[What you will do]: Copy the lines below verbatim, starting at the line that contains "Task: locate the paved" and ending at the line that contains "column 78, row 253", both included.

--- START ---

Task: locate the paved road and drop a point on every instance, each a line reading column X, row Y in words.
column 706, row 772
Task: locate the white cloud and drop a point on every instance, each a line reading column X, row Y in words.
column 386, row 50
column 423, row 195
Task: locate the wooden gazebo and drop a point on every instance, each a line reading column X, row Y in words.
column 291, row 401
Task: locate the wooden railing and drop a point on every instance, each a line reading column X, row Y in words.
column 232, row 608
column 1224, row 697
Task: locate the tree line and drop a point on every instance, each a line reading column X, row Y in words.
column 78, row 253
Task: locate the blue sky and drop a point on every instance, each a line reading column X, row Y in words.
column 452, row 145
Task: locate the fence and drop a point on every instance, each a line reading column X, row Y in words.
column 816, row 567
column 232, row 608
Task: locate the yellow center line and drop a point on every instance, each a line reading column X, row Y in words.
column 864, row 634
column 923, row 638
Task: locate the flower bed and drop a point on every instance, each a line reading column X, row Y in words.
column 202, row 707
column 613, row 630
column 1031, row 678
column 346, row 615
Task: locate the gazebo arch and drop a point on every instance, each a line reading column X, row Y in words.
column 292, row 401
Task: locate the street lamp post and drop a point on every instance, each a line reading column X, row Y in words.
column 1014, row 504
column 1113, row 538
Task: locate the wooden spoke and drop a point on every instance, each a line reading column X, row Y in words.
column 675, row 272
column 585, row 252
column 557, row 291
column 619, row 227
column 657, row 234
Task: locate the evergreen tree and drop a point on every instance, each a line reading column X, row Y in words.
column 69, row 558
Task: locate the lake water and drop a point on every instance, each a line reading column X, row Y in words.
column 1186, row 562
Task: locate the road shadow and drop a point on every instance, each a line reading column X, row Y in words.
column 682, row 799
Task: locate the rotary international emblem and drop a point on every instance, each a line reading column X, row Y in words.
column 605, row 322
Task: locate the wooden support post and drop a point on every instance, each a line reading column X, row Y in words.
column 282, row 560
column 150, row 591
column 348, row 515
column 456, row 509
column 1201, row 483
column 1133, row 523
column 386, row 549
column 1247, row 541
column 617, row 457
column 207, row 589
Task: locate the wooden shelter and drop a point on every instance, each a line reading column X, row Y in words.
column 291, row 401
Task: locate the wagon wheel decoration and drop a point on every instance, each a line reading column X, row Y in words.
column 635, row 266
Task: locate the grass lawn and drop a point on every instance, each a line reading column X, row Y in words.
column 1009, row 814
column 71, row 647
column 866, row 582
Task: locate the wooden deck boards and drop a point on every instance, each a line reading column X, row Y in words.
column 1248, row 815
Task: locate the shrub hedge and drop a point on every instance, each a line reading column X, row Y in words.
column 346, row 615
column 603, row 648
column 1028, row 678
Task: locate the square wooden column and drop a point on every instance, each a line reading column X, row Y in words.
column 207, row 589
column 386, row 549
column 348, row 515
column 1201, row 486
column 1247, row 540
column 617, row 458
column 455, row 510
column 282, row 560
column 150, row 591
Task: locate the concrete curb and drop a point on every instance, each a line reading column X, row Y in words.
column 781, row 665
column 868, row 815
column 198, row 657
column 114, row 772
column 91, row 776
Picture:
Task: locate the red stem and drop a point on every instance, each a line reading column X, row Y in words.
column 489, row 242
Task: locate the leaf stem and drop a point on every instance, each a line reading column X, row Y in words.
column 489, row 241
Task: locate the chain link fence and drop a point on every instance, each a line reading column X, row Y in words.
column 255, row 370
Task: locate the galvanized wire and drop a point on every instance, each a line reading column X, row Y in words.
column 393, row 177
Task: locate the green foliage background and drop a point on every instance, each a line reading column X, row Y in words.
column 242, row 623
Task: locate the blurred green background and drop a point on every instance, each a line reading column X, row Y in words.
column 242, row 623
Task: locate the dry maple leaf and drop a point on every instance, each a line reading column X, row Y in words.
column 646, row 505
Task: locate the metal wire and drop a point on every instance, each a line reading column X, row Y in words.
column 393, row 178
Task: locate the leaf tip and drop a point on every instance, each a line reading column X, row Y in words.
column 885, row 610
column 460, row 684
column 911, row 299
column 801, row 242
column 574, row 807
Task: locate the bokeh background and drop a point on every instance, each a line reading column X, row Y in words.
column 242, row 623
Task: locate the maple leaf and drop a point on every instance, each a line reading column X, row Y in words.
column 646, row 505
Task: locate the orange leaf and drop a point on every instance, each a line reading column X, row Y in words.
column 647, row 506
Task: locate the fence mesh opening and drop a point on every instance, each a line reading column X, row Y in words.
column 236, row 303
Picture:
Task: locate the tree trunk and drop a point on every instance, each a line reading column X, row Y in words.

--- END ---
--- START ---

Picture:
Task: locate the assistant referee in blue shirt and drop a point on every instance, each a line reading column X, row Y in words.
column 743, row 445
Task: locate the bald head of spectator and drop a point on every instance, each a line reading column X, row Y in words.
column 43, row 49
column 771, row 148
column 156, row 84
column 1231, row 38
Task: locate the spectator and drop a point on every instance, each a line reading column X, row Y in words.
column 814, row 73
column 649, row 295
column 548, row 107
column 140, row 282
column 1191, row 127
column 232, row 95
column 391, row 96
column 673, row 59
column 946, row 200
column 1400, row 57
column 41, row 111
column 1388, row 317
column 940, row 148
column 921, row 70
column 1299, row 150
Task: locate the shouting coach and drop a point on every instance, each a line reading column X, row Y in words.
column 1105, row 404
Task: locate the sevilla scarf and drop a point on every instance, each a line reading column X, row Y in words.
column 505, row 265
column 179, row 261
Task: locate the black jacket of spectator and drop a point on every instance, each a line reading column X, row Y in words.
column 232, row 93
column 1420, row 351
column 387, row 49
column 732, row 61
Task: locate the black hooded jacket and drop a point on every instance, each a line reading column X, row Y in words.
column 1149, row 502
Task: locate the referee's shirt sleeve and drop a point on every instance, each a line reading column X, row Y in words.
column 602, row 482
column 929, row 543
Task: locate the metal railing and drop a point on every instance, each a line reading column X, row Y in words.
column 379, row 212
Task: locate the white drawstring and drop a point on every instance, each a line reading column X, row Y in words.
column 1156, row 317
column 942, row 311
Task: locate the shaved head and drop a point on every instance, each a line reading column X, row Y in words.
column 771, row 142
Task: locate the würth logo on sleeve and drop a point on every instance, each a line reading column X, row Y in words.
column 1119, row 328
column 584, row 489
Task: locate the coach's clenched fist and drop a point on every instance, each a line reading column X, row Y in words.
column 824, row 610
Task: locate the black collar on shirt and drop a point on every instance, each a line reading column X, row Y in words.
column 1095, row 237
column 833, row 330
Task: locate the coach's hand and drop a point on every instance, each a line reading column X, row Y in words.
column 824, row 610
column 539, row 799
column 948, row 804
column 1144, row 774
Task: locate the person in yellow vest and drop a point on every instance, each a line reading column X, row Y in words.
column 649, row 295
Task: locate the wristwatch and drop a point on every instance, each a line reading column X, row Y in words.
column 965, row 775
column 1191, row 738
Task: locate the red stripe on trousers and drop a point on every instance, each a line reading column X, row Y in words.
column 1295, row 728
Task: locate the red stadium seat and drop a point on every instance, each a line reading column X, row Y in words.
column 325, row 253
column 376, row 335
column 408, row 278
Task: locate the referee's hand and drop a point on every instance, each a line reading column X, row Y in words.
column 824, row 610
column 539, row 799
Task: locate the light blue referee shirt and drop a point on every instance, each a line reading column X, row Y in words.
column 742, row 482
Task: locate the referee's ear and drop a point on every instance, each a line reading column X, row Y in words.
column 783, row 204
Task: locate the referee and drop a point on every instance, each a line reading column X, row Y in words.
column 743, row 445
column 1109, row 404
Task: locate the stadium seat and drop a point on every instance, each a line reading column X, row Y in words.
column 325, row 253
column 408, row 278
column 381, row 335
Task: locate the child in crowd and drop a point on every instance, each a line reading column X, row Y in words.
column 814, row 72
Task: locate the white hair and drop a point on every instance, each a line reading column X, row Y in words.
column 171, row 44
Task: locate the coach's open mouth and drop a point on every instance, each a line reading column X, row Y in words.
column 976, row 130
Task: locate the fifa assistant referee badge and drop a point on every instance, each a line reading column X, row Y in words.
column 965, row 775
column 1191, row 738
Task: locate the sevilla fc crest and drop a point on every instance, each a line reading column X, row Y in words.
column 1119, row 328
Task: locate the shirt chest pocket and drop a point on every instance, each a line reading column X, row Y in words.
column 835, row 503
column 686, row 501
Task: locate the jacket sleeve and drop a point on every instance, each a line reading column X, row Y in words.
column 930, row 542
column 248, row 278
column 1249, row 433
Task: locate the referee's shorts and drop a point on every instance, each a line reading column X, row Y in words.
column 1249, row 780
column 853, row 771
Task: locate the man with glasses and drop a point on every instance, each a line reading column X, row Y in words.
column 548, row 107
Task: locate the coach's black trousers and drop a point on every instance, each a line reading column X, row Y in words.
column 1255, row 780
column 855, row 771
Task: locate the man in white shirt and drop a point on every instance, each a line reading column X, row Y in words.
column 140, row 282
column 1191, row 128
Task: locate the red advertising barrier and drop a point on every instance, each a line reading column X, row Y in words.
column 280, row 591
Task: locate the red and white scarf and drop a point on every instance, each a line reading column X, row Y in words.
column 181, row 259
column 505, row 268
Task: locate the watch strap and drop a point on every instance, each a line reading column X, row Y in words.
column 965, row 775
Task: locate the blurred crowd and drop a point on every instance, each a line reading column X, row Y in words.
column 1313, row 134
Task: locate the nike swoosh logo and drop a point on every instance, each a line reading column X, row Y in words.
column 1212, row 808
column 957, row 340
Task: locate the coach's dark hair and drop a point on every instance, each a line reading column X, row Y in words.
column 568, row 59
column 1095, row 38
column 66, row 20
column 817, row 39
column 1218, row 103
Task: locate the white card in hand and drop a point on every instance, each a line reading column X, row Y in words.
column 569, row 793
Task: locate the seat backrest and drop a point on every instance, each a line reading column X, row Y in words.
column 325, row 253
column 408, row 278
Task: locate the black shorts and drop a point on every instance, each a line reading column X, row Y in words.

--- END ---
--- START ---

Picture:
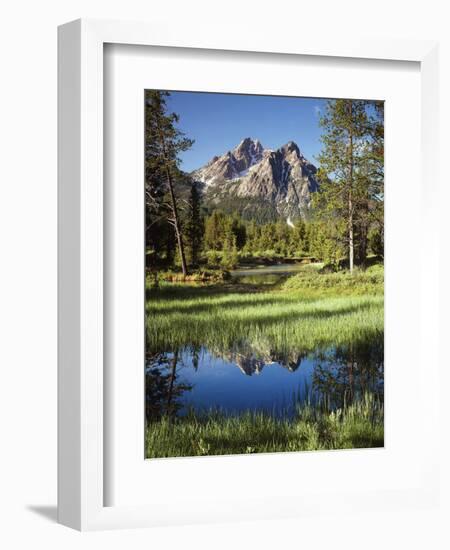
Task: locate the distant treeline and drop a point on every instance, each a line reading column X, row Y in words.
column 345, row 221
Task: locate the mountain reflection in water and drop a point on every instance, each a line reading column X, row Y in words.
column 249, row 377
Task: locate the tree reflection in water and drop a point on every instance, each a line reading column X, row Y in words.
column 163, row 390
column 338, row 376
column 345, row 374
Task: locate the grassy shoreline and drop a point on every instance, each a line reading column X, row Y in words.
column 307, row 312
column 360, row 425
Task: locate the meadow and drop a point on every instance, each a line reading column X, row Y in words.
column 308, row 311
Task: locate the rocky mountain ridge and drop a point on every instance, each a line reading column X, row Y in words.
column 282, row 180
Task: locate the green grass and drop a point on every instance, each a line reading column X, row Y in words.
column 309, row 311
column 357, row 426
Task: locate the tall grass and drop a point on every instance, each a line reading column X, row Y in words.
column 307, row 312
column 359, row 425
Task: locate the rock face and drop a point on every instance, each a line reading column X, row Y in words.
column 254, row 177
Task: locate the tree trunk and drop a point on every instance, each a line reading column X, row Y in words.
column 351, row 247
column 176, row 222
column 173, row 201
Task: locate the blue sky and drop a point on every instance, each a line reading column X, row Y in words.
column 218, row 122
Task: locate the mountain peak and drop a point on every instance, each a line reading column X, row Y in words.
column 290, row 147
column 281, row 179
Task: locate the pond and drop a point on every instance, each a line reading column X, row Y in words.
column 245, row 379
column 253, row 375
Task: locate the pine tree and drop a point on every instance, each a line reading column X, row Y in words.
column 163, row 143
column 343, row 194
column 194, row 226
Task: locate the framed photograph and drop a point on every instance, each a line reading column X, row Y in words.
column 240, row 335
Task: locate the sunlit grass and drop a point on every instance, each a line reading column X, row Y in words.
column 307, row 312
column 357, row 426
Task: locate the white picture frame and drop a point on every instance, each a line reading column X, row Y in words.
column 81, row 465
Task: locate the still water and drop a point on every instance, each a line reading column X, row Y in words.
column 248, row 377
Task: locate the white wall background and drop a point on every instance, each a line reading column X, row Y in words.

--- END ---

[Full output]:
Task: locate the paved road and drop a point on every instance, each a line reading column X, row Y in words.
column 706, row 772
Task: locate the white cloud and drop a point on every instance, each a line reading column X, row Y in words.
column 386, row 50
column 423, row 195
Task: locate the wooden gazebo and drop a point on every instance, each a line reading column X, row Y in words.
column 291, row 401
Task: locate the wooden railing and drop a point on every instance, each a line reading column X, row Y in words.
column 232, row 608
column 1224, row 697
Task: locate the tree line and drop a point on every instance, each a line reading column X, row Y in words.
column 78, row 253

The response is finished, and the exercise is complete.